What the exercise asks → Search the records below for the word "blue" and show every line where it occurs.

Data for this exercise →
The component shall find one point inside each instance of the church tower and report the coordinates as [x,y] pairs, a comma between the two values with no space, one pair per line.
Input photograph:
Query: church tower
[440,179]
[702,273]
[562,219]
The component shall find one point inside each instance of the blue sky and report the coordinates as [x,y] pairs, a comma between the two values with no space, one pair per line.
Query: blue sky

Your response →
The component shall find one point inside each instance of the blue sky and report the coordinates as [x,y] pairs, a comma between the two values with no space, one pair per line.
Query: blue sky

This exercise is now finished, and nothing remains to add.